Directive →
Convert the lines of the records into a JSON list of strings, with one string per line and blank lines omitted.

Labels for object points
-- begin --
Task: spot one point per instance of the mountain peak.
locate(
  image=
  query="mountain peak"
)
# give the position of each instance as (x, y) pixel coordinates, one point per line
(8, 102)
-- end --
Answer to the problem →
[
  "Task: spot one point per instance of the mountain peak.",
  "locate(",
  "  image=",
  "  query=\"mountain peak\"",
  ")",
  "# give the position of each instance as (x, y) pixel coordinates, one point per line",
  "(8, 102)"
]